◆ FRAGMENTO DEL DOCUMENTO

····················

A partir del año 2000 ha habido una impronta de la masonería en el escenario público. La película La leyenda del tesoro perdido (2004) contribuyó a despertar esa curiosidad a veces convertida en morbo por saber de qué se trata. Y las páginas en Internet, dependiendo de su origen, sitúan a dicha sociedad en un abanico que va, desde una sociedad filantrópica hasta una secta diabólica.
En mi infancia, La casa de los masones era todo un misterio para niños y jóvenes del Cobán de los años sesenta del siglo pasado. Nuestras aventuras y correrías incluían merodear en los alrededores de aquella casa antañona rodeada de enigmas y que durante la noche cobraba vida: Veíamos entrar desde nuestros más conspicuos profesores hasta uno que otro cargador de Semana Santa. No obstante, el padre Vicente Peña, de la Orden de Predicadores, frecuentemente despotricaba en el púlpito contra la masonería. Esa dualidad despertaba en nosotros —aprendices de monaguillos en la Catedral de Santo Domingo de Guzmán— el deseo de saber más de aquel grupo cuasi ultrasecreto.
El Seco, un compañero de clase más grande y atrevido que el resto de nosotros, prometió que se metería en aquella vivienda un día de reunión. Y lo hizo. Al salir venía asustado, con los ojos saltones y nos sugirió alejarnos de aquel lugar lo más rápido que pudiéramos. Faltó a clases los dos días siguientes y cuando volvió a la escuela, no dijo ni pío respecto a lo que había visto —ahora entiendo— en una Tenida.

····················

◆ DATOS PROPORCIONADOS

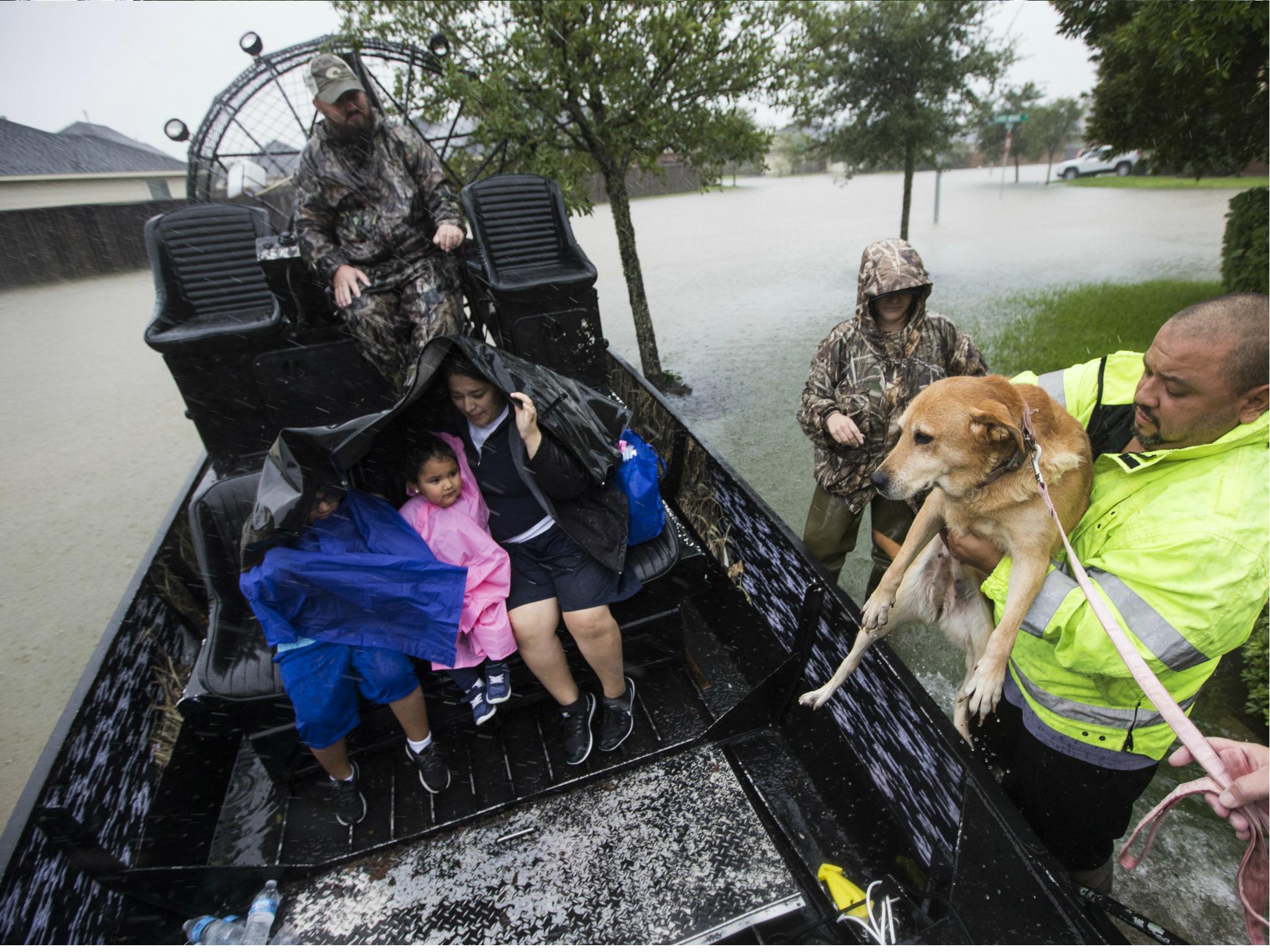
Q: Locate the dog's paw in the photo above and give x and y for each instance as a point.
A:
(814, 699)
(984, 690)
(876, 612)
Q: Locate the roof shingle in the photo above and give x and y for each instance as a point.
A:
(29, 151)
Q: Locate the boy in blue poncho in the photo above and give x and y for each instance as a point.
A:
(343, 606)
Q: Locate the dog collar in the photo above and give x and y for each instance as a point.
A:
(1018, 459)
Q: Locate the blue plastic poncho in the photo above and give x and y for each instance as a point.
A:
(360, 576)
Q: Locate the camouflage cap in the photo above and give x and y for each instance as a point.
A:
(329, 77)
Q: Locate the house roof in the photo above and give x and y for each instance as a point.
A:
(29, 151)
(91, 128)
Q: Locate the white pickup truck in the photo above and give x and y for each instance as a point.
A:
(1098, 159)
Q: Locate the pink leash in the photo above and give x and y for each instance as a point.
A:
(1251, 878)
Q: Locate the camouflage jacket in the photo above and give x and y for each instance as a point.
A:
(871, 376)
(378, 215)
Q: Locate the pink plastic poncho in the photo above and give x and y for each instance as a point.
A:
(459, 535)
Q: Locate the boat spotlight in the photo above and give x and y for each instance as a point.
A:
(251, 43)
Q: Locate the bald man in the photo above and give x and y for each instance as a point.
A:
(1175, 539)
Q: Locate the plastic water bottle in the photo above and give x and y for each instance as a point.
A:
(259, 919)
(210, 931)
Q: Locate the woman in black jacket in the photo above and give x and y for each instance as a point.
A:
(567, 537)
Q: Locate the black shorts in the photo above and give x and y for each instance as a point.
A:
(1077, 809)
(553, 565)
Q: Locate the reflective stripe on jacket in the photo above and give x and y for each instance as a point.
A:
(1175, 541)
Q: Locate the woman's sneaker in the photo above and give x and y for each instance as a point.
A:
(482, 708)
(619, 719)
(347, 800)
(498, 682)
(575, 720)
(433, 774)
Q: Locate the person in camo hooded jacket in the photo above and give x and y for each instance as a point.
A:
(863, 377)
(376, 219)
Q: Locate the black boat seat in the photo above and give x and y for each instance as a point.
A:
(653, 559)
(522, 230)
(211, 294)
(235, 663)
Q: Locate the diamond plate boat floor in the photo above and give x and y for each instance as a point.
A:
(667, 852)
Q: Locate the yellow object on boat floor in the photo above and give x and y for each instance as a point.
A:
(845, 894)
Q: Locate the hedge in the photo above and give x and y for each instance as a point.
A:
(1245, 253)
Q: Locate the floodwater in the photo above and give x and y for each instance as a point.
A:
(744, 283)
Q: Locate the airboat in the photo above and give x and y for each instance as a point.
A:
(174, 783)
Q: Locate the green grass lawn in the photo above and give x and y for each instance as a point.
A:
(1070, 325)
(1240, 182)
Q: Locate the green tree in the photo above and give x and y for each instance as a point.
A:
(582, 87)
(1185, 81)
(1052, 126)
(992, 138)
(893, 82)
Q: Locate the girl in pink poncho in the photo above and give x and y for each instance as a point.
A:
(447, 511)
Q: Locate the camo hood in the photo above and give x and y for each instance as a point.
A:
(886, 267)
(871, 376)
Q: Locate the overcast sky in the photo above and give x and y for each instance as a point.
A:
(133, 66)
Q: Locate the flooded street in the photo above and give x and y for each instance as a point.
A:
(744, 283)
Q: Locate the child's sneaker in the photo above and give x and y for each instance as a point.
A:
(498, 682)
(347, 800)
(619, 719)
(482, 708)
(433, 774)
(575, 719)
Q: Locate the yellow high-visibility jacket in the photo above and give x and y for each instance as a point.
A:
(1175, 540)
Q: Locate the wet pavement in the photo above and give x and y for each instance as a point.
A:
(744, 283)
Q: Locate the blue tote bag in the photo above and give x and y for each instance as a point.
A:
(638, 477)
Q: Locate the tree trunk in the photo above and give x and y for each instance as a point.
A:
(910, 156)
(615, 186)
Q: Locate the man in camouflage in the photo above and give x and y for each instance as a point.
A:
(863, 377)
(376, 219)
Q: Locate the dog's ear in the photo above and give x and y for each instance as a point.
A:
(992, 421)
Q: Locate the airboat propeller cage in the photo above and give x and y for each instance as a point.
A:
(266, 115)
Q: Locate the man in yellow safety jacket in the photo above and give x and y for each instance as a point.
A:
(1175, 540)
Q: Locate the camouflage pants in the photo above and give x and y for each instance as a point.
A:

····················

◆ TAREAS POR REALIZAR
1. Traduce al inglés esta oración del fragmento sobre la masonería: "El Seco, un compañero de clase más grande y atrevido que el resto de nosotros, prometió que se metería en aquella vivienda un día de reunión."
2. Reescribe el fragmento sobre la masonería desde "El Seco, un" hasta "en una Tenida.", ambos incluidos, sustituyendo "vivienda" por "casa".
3. Según el fragmento sobre la masonería, ¿a qué orden pertenecía el padre Vicente Peña?

◆ RESPUESTAS POR TAREA
1. El Seco, a classmate bigger and bolder than the rest of us, promised that he would sneak into that house on a meeting day.

2.
El Seco, un compañero de clase más grande y atrevido que el resto de nosotros, prometió que se metería en aquella casa un día de reunión. Y lo hizo. Al salir venía asustado, con los ojos saltones y nos sugirió alejarnos de aquel lugar lo más rápido que pudiéramos. Faltó a clases los dos días siguientes y cuando volvió a la escuela, no dijo ni pío respecto a lo que había visto —ahora entiendo— en una Tenida.

3. A la Orden de Predicadores.